**課題の内容:** 冒頭の行から始めて「[[463, 52]]」を含む行で終わるまでの行を、一行も省かずにもう一度書いてください。その際、答えとして示された座標はどの数値も74だけ大きい値へずらし、画像は解答に含めないでください。
+++ 提供データ
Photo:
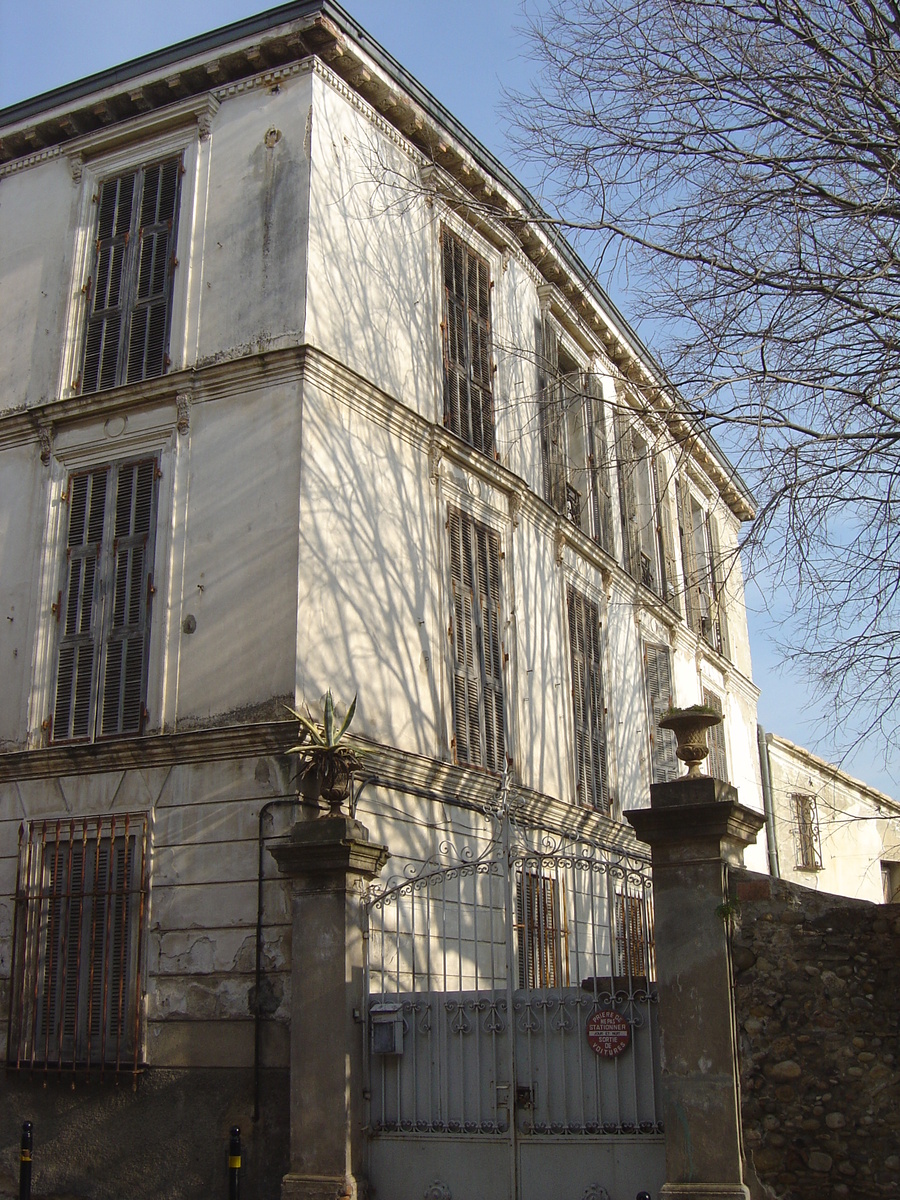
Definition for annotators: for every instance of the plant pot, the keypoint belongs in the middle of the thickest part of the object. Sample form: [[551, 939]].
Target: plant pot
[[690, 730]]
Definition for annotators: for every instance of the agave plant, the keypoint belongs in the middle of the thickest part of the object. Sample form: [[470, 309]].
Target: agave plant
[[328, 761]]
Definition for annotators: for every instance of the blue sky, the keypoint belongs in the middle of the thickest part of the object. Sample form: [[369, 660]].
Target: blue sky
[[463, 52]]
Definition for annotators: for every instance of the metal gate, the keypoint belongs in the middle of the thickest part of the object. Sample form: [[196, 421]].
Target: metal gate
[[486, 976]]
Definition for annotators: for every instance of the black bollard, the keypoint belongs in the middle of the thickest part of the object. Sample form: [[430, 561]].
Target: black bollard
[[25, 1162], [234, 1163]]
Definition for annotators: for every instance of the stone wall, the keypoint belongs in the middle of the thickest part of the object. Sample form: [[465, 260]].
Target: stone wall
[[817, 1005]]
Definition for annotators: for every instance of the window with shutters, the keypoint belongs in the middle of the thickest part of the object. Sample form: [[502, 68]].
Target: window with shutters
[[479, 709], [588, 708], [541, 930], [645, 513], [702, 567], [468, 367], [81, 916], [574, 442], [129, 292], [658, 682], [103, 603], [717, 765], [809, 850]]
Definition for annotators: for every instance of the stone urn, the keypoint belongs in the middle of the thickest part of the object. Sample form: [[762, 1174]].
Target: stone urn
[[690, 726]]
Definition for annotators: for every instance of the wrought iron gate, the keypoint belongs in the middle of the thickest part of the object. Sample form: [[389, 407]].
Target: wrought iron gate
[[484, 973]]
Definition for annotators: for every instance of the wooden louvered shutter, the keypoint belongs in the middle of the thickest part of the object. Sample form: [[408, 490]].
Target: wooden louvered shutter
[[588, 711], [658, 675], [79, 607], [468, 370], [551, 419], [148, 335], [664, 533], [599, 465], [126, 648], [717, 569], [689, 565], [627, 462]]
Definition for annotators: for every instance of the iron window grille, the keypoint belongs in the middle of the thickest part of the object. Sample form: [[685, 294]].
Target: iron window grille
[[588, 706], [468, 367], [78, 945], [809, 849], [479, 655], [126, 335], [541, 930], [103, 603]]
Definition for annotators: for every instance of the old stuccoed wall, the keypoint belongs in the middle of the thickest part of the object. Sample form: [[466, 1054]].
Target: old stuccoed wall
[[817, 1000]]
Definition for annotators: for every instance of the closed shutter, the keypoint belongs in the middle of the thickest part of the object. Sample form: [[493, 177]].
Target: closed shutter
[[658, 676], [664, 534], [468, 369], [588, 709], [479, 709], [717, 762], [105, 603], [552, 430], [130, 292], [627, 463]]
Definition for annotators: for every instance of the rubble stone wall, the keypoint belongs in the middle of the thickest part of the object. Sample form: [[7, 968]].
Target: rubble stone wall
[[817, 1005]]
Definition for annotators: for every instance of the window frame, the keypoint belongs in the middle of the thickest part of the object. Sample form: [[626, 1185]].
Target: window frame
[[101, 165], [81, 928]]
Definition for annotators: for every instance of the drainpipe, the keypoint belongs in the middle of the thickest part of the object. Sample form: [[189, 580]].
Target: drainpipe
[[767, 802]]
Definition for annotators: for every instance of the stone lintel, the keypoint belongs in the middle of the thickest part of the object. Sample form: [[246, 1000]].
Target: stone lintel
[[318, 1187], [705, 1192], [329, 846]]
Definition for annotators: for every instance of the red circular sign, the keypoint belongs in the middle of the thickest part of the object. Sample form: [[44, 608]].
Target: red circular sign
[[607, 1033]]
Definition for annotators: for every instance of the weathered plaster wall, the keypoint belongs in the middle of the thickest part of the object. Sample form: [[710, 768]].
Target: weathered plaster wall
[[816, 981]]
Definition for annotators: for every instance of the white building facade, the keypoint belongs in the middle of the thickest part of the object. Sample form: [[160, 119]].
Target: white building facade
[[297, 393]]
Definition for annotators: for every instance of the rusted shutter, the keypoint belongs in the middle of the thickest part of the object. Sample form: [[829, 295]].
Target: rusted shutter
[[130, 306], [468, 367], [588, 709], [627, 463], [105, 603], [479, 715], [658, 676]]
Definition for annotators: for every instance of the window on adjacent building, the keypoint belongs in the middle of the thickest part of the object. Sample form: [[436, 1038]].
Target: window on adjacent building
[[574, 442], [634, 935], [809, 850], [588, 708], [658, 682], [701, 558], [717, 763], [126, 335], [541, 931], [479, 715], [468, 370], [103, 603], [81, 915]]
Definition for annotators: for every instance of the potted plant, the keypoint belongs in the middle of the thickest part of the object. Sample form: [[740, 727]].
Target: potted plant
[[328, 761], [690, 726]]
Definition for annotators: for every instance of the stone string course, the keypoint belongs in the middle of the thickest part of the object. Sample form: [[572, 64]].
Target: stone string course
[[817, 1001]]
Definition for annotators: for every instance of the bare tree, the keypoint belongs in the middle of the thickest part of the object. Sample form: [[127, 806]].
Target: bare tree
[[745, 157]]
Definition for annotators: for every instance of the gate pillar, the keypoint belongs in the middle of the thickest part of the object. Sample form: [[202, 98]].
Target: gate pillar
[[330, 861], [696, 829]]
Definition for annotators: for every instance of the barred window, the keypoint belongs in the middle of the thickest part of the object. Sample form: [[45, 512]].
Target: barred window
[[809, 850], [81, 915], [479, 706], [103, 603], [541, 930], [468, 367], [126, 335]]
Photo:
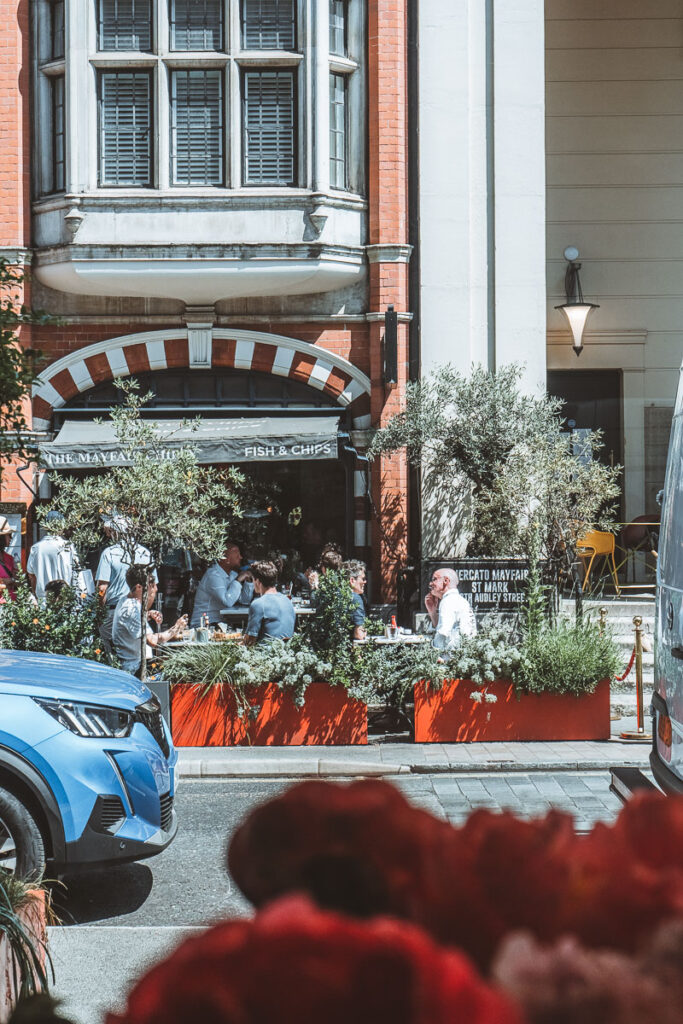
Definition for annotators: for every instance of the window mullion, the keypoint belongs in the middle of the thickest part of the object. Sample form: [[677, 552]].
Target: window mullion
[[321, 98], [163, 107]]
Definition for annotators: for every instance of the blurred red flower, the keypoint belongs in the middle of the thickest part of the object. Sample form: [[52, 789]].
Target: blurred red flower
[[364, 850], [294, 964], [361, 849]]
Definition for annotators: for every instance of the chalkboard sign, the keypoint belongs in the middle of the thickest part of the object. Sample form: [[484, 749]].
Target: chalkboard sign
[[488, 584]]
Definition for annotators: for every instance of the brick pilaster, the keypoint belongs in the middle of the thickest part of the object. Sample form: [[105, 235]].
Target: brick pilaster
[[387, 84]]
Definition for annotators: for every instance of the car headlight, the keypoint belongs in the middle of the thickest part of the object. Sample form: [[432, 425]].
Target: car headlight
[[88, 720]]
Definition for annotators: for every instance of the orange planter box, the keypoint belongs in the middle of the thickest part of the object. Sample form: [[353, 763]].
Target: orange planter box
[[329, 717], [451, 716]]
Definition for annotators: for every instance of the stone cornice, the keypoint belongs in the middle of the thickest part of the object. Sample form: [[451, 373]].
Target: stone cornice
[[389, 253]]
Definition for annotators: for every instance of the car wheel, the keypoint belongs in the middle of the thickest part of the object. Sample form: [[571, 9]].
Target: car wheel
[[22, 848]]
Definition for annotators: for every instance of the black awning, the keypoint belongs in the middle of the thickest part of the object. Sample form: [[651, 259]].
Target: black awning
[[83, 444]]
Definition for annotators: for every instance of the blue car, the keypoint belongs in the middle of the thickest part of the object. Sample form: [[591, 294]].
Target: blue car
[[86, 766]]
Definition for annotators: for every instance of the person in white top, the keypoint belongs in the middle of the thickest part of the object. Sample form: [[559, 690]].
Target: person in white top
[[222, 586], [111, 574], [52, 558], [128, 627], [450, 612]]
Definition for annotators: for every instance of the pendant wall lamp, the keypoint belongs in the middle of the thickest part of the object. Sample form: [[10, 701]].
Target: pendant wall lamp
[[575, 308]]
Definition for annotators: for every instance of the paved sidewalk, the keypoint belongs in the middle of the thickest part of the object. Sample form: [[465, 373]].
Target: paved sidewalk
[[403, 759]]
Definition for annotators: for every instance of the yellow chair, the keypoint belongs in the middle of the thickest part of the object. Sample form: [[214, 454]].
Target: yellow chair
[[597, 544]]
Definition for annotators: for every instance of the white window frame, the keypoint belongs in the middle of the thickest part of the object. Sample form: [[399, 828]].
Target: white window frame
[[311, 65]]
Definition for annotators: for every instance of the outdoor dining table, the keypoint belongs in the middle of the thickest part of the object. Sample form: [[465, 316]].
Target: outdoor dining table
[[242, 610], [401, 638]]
++++++
**完全な解答:**
Photo:
Definition for annotators: for every instance of the plant pot, the keypoint belongs in the middle of the thickest part of the object. Sample form: [[551, 939]].
Target: plant pot
[[764, 804]]
Definition for annotators: for every instance of the agave plant, the keypoint belongs in the middle of the thickest part of the object. Sample form: [[470, 309]].
Target: agave plant
[[402, 835]]
Definition for annotators: for every instance of the blue sky, the keypoint belongs in the middle of the thickest part of the object. Sample form: [[369, 660]].
Target: blue sky
[[537, 126]]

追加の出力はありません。